■ **WHAT THE EXERCISE ASKS**: Every line from the one holding "Pick out the wood grain" through the final line of the entries is to be reproduced exactly, and no other line.
[[ MATERIAL PROVIDED open ]]
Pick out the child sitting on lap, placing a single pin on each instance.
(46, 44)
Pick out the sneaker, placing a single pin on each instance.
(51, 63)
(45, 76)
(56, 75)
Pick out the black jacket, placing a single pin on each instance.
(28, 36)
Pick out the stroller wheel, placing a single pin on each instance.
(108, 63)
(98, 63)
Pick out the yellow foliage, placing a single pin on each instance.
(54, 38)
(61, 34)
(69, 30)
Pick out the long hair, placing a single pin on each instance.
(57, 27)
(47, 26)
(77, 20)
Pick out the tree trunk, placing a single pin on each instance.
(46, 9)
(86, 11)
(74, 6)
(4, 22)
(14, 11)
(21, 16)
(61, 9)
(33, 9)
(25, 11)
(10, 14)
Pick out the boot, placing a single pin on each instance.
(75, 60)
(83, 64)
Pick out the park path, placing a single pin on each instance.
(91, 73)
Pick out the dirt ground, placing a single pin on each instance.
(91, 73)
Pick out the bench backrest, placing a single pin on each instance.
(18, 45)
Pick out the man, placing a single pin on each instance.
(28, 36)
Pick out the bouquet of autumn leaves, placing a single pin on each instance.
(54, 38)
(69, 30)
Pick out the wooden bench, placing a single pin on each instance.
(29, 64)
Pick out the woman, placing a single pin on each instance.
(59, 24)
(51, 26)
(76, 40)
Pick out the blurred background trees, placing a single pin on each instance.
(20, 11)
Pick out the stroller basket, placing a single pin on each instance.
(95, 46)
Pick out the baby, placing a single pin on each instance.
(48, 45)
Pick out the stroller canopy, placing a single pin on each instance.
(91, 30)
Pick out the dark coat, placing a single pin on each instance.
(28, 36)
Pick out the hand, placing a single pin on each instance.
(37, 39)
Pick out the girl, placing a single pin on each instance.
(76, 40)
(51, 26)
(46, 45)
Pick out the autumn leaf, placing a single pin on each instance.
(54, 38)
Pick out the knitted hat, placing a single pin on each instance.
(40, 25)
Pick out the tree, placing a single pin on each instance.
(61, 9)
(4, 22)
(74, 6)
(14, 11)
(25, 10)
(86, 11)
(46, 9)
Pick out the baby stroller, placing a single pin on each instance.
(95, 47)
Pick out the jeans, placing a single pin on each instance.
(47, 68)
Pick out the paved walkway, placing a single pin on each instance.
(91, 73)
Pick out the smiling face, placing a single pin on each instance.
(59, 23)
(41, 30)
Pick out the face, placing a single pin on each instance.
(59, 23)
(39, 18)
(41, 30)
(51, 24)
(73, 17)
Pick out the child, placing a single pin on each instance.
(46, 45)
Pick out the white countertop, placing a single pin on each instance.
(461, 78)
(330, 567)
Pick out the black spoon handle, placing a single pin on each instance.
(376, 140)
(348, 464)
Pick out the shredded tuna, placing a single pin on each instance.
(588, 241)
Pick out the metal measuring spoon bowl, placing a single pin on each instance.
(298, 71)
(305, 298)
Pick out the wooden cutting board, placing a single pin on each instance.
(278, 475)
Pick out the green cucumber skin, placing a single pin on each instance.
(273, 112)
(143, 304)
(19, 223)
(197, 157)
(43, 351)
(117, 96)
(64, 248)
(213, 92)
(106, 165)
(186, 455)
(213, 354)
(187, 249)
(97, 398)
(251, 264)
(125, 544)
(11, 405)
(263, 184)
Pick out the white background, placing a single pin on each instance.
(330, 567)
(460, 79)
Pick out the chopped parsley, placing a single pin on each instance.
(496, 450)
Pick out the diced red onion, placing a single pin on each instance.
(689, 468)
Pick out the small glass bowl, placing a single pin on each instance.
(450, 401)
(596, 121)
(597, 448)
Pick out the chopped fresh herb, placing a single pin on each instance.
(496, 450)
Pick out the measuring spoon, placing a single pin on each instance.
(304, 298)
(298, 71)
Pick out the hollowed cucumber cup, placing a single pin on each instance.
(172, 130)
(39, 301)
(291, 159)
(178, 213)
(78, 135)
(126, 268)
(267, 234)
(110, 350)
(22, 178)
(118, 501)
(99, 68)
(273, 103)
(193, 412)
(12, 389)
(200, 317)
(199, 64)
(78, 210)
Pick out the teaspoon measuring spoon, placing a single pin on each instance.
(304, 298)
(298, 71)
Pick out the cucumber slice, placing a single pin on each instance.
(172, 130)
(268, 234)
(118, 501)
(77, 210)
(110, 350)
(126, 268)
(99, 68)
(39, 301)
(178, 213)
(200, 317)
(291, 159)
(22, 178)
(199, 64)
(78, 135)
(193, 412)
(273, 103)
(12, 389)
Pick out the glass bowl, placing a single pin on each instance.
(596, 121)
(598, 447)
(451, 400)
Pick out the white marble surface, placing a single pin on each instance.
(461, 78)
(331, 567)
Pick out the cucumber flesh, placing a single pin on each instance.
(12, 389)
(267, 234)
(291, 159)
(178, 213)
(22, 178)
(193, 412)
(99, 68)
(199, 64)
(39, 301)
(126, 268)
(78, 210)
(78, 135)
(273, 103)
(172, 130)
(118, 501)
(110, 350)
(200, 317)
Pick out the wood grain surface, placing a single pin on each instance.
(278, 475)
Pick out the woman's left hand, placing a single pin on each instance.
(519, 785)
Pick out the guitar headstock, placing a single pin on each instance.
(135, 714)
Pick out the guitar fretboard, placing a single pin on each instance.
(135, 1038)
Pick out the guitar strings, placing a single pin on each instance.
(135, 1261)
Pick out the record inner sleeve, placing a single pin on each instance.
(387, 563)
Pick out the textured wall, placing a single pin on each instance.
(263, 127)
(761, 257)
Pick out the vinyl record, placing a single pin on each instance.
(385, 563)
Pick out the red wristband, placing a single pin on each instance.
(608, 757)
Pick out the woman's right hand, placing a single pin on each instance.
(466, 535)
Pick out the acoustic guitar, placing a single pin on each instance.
[[ MATERIAL PROVIDED closed ]]
■ **RESPONSE FOR THIS EXERCISE**:
Pick out the wood grain surface, placing a single pin on each instance.
(278, 475)
Pick out the woman's left hand, placing a single pin on each instance.
(519, 785)
Pick out the guitar headstock, placing a single pin on each instance.
(135, 714)
Pick out the guitar fretboard, placing a single pin on each instance.
(135, 1038)
Pick out the guitar strings, placing a single pin on each instance.
(135, 1261)
Pick out the record inner sleeve, placing a single pin on each instance.
(387, 563)
Pick out the textured wall, placing a single pin on each instance.
(263, 127)
(761, 257)
Pick out the vinyl record, placing a single pin on each instance.
(385, 563)
Pick out the red wristband, placing a single pin on each instance.
(608, 757)
Pick out the woman's right hand, placing a single pin on each instance.
(466, 535)
Pick out the acoustic guitar, placing a single pin on each instance.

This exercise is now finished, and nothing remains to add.